**About this task:**
What is needed is an exact copy of the entries below, from the line that contains "of the bald" through the final line, both included, and nothing else.

**Entries shown:**
------------------------------------
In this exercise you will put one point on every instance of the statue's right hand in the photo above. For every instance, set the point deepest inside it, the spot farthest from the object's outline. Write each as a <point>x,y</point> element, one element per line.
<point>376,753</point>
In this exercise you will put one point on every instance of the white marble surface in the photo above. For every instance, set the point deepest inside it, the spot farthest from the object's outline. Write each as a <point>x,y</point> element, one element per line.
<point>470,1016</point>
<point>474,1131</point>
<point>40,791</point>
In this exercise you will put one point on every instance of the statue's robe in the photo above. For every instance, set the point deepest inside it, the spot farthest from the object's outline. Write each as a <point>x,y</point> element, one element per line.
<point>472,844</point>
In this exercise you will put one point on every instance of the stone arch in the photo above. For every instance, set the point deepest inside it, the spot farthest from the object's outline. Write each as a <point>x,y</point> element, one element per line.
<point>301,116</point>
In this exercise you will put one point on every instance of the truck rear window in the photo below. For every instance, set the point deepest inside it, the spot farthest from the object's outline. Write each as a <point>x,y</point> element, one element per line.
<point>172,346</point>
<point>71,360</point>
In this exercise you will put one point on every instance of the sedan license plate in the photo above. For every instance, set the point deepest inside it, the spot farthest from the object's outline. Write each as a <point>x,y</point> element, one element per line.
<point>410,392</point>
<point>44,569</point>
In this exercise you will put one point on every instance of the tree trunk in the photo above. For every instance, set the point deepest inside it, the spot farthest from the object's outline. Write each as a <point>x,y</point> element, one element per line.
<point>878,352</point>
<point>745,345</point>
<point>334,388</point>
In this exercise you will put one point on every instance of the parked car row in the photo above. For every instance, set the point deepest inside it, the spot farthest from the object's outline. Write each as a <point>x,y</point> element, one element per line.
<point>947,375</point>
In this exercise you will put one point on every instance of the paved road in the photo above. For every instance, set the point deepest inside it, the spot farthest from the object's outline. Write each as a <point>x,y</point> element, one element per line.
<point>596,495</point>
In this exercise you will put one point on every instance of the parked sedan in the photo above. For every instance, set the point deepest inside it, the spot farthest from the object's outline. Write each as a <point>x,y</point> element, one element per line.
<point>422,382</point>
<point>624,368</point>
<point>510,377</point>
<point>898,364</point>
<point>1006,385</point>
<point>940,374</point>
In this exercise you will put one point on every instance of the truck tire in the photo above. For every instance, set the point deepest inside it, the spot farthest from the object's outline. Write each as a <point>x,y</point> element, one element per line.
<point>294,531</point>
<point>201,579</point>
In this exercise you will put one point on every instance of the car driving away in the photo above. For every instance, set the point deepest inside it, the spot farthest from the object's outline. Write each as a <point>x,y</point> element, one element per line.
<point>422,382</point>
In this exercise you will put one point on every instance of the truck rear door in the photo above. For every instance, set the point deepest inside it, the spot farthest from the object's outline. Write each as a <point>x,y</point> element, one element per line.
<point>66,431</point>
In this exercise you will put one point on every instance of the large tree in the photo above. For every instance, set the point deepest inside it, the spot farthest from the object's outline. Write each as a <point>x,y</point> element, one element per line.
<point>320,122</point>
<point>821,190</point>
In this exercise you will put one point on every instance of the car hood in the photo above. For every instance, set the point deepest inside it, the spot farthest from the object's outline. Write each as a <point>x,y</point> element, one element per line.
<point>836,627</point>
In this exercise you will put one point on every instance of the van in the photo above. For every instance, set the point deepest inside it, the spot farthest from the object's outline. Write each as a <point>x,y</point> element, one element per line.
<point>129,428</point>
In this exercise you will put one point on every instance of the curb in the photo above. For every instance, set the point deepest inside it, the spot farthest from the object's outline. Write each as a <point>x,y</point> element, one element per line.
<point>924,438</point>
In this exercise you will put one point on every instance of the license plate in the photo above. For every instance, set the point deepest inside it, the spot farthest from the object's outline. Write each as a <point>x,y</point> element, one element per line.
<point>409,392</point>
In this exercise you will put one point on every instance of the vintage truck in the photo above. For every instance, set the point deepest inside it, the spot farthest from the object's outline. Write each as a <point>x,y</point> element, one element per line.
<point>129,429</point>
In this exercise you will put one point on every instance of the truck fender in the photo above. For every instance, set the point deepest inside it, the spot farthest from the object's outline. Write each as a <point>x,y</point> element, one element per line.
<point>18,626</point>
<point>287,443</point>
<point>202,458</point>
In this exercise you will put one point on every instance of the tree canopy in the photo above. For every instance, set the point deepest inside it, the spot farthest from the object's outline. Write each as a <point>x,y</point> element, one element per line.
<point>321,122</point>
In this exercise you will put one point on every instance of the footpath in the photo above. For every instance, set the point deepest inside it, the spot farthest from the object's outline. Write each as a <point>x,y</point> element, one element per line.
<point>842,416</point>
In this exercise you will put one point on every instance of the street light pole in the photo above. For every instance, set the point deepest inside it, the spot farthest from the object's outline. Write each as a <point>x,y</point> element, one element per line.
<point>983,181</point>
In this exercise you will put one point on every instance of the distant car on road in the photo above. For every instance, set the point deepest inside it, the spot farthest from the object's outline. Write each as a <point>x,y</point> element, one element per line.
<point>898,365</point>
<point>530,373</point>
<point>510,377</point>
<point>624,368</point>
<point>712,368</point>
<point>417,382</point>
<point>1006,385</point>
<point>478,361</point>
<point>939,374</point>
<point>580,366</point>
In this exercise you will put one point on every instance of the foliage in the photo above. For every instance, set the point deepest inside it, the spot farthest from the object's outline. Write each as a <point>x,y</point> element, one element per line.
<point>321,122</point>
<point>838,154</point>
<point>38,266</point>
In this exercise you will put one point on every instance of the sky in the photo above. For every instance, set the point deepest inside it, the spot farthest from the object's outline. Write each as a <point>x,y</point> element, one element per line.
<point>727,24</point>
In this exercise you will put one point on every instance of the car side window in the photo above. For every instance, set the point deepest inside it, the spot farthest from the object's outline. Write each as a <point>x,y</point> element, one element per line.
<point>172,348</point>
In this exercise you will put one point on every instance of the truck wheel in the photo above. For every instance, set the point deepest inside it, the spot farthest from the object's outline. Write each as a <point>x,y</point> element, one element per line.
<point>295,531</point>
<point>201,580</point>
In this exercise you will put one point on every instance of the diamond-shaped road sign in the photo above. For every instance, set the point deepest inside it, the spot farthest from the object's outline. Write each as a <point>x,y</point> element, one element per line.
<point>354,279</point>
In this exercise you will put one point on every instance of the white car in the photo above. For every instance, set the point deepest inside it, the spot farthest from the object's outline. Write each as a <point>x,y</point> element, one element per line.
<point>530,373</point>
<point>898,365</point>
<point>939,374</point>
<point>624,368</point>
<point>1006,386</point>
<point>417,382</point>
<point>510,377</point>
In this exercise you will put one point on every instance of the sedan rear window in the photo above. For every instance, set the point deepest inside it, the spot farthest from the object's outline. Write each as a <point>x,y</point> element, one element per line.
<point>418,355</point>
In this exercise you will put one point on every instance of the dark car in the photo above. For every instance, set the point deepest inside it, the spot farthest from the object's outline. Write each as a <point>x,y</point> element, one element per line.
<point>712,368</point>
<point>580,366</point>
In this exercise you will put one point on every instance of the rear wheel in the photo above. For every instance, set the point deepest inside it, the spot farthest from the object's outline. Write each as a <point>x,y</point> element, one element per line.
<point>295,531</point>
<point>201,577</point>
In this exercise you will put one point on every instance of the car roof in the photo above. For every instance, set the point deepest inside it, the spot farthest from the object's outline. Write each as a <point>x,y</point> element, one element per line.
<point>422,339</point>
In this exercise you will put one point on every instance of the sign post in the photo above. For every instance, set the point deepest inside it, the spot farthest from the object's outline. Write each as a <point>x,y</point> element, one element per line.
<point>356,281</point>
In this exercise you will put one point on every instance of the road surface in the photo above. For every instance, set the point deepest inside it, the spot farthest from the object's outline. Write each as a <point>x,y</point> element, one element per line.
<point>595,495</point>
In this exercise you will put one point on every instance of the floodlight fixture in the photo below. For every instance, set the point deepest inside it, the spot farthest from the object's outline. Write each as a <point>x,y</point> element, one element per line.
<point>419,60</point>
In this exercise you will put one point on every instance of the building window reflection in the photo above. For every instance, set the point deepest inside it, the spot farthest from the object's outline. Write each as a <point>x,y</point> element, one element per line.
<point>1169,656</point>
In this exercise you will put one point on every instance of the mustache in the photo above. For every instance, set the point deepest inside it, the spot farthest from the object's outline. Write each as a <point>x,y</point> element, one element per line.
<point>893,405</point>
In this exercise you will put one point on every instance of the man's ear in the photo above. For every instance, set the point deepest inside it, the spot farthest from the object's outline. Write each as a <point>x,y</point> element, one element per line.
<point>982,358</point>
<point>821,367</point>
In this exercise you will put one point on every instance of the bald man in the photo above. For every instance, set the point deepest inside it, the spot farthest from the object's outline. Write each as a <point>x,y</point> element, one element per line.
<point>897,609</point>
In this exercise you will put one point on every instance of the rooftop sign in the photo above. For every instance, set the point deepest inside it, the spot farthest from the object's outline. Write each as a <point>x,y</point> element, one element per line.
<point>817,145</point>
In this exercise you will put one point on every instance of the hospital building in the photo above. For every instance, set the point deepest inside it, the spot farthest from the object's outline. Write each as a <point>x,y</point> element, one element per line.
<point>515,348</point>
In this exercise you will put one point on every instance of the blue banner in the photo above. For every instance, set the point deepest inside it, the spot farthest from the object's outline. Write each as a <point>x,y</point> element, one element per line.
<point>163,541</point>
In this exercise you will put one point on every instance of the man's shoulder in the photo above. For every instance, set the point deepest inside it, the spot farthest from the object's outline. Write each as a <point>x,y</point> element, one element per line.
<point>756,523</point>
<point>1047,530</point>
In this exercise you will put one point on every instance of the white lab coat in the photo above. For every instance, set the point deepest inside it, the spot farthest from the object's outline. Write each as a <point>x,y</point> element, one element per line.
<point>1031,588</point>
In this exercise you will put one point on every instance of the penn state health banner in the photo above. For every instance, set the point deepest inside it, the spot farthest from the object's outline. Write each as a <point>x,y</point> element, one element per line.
------------------------------------
**Solution to this exercise:**
In this exercise you will put one point on every instance of the bald man in the photo above. For every instance, set the point deepest inside it, the spot farthest from the object's outline. Write each as a <point>x,y</point> element, one element per line.
<point>897,609</point>
In this exercise you will put one point on every instance of the rooftop sign in the photo above. For every instance, set the point deepest inside it, the spot farthest from the object's outline. Write each as a <point>x,y</point> element, one element per line.
<point>817,145</point>
In this exercise you will put one point on every instance of the hospital building in the photo above. For every instance, set the point deepest inside it, the spot farthest from the object's outline. Write each as a <point>x,y</point> element, one element per line.
<point>515,348</point>
In this exercise you will put one point on every instance of the blue banner in the photo above. For every instance, set the point deepest inside it, the spot farthest from the object's outline. Write each as a <point>x,y</point> element, one element per line.
<point>163,541</point>
In this exercise you will put one point on every instance of the man's shoulder in the photo above. For every instance, set the point deepest inside it, the spot farthest from the object's outline. Write each as a <point>x,y</point> element, one element per line.
<point>756,523</point>
<point>1047,530</point>
In this exercise you will put one point on every instance of the white lab coat in the photo above. For every instance, set the point deepest inside it, the spot farthest from the object's outline. Write each as a <point>x,y</point> element, one element per line.
<point>1031,588</point>
In this exercise you will put one point on every instance of the penn state health banner in the photo above. For every instance, set the point deepest inside it, the spot farthest from the object's outline. Write each as a <point>x,y</point> element, one element per line.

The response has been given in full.